題目 |
根據原文回答下列問題:
(a) 方芷齋嫁給了何人?
(b) 王陽明於正德庚辰八月夢見了誰?
(c) 與劉霞裳之弟交好的揚州女子姓甚名誰?

原文 |

杭州方夫人芷齋,名芳佩,適汪又新太史。翁霽堂征君,向余誦其《西湖》佳句云:「曉市花間搖短幟,夕陽柳外數歸舟。」「煙迷山失浮圖影,風緊帆歸盞飯僧。」皆有畫意。隨太史入都,《憶西湖》云:「清涼世界水晶宮,亞字闌乾麵面風。今夜若教身作蝶,只應飛入藕花中。」《贈霽堂》云:「四海長留知己感,一生惟有愛才忙。」有《在璞草堂集》,一時唱和者,許太夫人而外,杭堇浦之妹清之,嫁趙萬曝上舍,寡居守志,有句云:「盡日支床深擁被,不知戶外幾峰青。」同一能詩女子,方榮貴而杭艱辛,何耶?

一百

王陽明集中云:「正德庚辰八月,夢見郭璞,極言王導奸邪在王敦之上。故公詩責導云:『事成同享帝王貴,事敗仍為顧命臣。』璞亦有詩云:『倘其為我一表揚,萬世萬世萬萬世。」』余按此說,與蘇子瞻夢中人告以唐楊綰之好殺;陶貞曰《真誥》言晉太尉郗鑒之貪酷:皆與史冊相反。

一O一

《樂府解題》云:「《毛詩》之『兮』,《楚詞》之『些』,曹操所不喜。」余頗以操為知音。蓋詩有關詠嘆者,不得不用虛字,以伸長其音。若直敘鋪陳,一用虛字,便成敷衍。近有作七古者,排比未終,無端忽插「兮」字,以致調軟氣松,全無音節。

一O二

劉霞裳之弟某,風貌遠不及其兄,而際遇甚奇。有揚州女子姓陳名素蓮者,與交好,抽簪勸學,臨別贈詩云:「深閨獨醒起常遲,愁上眉峰有鏡知。縱使天風能解意,萍蹤吹聚又何時?」

資料清單 |
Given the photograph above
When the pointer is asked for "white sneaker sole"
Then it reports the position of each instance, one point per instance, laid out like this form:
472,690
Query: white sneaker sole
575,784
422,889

最終答案 |
(a) 汪又新太史。
(b) 郭璞。
(c) 姓陳,名素蓮。